* [EXTRACT PROVIDED]:
※ ※ ※
Phillip Seymour Hoffman in Capote | dir. Bennett Miller (2005)
This powerful depiction of Truman Capote chases the evolution of the author as he researches and writes his famous novel ‘In Cold Blood’, with emphasis on connection to convicted murderer Perry Smith. With the focus at the heart of this connection, this picture becomes the story of a writer’s consumption of tale and person that would eventually lead to his self-destruction. The mirror of Capote and Smith suggests a sameness between these two personalities, unfolding an explanation into Capote as a character. A fine line between exploitation and friendship.
Marion Cotillard in La Vie en Rose | dir. Oliver Dahan (2007)
Edith Piaf – The Little Sparrow. Hearing ‘La Vie En Rose’ softly spill out of Piaf’s mouth in beautiful belts of song, sends a tingle down your spine, haunting you with the image of a harsh life lived. A child of a prostitute and a street performer and a woman with indescribable natural talent. Through a series of fragmented significant moments of her tragic life, Oliver Dahan paints a fragile and tormented portrait of an artist who breaks the boundaries with ferocity and audacity. Marion Cotillard compels the audience with her raw and heartbreaking portrayal of the artist, describing the pain and artistry. It is this fragmented depiction that elucidates her existence as the sparrow, flitting through a life of no regrets.
※ ※ ※
* [EXTRACTED INFORMATION]:

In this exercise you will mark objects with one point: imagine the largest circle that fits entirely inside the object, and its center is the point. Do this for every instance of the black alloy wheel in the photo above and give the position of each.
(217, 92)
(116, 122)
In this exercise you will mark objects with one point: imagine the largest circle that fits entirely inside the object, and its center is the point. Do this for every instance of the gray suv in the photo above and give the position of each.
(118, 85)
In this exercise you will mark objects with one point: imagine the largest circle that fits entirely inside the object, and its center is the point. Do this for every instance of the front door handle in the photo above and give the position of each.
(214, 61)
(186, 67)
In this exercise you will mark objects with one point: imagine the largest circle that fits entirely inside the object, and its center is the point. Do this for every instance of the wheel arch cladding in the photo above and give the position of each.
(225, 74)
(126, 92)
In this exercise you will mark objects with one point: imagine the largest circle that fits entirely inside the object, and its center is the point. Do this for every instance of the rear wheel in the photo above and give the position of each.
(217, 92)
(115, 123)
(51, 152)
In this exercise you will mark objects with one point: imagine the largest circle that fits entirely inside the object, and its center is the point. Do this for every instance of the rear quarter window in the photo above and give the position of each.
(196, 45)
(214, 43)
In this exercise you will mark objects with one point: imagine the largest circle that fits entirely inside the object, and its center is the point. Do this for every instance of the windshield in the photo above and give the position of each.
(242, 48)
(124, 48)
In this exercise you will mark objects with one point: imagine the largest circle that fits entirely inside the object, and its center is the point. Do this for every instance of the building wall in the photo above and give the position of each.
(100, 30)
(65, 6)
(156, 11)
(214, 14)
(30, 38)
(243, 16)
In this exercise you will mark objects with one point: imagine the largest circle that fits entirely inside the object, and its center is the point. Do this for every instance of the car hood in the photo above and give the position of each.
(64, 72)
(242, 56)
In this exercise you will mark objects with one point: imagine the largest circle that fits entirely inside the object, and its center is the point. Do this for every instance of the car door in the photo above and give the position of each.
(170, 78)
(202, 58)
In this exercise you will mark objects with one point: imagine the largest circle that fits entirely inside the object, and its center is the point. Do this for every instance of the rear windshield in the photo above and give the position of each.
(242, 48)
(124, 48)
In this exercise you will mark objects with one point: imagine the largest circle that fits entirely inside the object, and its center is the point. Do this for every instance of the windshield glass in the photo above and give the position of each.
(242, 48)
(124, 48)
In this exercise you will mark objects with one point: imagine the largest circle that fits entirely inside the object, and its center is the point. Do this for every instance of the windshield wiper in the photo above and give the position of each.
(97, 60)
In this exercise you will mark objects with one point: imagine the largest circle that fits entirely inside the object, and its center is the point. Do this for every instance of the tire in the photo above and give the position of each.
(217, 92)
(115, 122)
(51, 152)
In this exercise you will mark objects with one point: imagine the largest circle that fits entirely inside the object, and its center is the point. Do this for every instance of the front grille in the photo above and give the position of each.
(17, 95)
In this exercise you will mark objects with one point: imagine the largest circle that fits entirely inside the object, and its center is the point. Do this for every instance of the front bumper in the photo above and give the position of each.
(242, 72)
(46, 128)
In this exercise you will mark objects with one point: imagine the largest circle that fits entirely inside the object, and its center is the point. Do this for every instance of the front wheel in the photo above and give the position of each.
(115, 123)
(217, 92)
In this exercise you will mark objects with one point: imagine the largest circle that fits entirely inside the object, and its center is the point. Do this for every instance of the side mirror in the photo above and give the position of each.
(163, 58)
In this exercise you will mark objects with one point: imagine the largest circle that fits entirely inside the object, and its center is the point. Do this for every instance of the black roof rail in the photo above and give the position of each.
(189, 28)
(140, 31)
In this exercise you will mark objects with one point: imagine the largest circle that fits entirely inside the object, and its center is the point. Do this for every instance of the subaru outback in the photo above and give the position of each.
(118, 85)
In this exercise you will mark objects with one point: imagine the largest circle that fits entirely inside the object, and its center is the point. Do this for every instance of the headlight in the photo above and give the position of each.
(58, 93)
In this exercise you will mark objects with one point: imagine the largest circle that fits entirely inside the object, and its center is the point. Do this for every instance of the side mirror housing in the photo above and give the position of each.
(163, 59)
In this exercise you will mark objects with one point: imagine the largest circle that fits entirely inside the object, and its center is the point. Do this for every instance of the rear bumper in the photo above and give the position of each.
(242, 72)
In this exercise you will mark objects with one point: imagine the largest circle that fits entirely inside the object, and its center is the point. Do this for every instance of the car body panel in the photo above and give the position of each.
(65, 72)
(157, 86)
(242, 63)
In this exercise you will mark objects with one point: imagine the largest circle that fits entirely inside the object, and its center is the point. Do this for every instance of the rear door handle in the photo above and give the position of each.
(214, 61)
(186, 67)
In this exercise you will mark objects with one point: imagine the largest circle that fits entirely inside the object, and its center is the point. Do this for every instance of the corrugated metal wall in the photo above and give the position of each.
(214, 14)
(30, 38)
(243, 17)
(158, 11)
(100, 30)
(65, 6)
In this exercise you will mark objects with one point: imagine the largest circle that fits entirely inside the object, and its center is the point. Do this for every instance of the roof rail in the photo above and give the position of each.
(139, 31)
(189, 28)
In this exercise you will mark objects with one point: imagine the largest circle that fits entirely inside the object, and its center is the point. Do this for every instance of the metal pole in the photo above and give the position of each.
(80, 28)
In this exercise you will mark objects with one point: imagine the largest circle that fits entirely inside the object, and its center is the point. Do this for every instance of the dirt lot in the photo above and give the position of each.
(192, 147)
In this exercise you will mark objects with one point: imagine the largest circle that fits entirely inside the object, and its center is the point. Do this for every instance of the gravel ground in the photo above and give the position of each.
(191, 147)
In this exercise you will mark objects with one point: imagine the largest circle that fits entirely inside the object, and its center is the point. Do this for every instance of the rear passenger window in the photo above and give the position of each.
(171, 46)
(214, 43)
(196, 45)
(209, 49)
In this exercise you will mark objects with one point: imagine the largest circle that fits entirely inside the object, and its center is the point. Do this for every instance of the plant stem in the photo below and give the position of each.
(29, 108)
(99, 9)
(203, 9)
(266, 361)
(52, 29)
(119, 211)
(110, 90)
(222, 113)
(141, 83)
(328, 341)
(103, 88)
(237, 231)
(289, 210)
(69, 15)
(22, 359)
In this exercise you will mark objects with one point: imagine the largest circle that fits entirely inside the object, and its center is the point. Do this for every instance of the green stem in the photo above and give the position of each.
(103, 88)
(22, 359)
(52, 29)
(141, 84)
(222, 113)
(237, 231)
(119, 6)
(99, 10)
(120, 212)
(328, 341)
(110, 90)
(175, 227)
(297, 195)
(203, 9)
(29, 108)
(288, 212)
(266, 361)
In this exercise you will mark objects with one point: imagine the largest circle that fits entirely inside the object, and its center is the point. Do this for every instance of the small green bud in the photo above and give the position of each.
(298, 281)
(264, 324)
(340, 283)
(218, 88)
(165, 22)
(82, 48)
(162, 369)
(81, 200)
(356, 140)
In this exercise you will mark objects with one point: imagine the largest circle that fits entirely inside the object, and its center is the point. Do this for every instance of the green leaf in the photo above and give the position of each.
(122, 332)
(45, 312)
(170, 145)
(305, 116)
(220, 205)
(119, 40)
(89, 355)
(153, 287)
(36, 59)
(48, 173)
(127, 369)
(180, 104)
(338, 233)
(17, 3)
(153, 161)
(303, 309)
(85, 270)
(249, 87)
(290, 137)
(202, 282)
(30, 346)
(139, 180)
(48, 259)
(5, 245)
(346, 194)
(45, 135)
※ ※ ※
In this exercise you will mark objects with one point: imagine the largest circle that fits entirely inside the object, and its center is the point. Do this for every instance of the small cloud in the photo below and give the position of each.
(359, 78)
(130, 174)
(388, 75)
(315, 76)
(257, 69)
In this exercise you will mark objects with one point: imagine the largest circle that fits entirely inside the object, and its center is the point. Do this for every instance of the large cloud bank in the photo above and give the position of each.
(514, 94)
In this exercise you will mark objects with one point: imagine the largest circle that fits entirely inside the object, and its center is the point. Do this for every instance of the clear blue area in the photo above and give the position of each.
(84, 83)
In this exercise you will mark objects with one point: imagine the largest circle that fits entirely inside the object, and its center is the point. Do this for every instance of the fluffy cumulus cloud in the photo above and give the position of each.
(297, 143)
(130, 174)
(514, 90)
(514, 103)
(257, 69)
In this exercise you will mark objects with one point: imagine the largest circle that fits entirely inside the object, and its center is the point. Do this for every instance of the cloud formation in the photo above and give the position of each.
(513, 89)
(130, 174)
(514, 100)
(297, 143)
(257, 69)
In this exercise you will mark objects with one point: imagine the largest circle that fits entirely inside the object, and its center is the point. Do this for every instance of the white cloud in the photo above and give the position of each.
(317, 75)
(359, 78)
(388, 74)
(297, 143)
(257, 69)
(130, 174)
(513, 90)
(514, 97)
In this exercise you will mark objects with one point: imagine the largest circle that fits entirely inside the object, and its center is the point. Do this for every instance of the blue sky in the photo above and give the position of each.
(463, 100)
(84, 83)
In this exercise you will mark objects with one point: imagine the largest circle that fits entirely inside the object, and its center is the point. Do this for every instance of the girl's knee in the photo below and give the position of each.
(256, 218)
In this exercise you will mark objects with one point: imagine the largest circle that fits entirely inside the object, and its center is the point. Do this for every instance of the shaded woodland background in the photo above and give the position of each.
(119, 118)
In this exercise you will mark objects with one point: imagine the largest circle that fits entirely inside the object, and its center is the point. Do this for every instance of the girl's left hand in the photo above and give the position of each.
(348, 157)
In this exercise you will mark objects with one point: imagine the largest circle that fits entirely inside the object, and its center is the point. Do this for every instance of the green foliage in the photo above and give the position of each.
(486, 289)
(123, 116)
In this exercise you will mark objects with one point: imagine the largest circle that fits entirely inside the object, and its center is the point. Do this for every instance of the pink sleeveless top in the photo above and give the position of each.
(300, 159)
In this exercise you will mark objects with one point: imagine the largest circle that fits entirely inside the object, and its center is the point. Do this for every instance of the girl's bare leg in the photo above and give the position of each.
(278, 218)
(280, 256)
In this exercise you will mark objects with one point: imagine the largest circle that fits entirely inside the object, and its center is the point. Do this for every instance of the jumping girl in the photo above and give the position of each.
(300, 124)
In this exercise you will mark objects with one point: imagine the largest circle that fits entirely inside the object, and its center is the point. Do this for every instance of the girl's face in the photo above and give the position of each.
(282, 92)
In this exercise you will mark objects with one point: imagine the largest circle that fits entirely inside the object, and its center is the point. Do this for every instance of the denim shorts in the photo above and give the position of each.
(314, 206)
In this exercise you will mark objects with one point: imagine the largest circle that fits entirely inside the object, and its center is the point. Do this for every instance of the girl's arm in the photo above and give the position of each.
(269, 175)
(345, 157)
※ ※ ※
* [TASK DESCRIPTION]: Pick up the write-up on actors portraying real artists in biopics after its last sentence and continue it.

* [RESPONSE]:
Christian Bale, Cate Blanchett, Marcus Carl Franklin, Richard Gere, Heath Ledger, and Ben Whishaw in I’m Not There | Todd Haynes (2007)
This film does not merely represent Bob Dylan by one powerhouse performance but rather six alter egos played by a talented cast, each expressing individual fragments of the life of the enigmatic musician. The concept of the abstract portrayal allows us not to fixate on a mimicking performance of a historical figure but rather, go deeper to understand the illusive nature and sporadic methods of this artist. This film essay follows the six alter egos who posses similar traits as means of discovering the effect of Dylan, rather than directly examining his life. These various Dylan-esque interpretations comment on youth, politics, religion with a nostalgic 60s sense, the biopic elucidating the ever-changing essence of Bob Dylan.
Denzel Washington in Malcom X | dir. Spike Lee (1992)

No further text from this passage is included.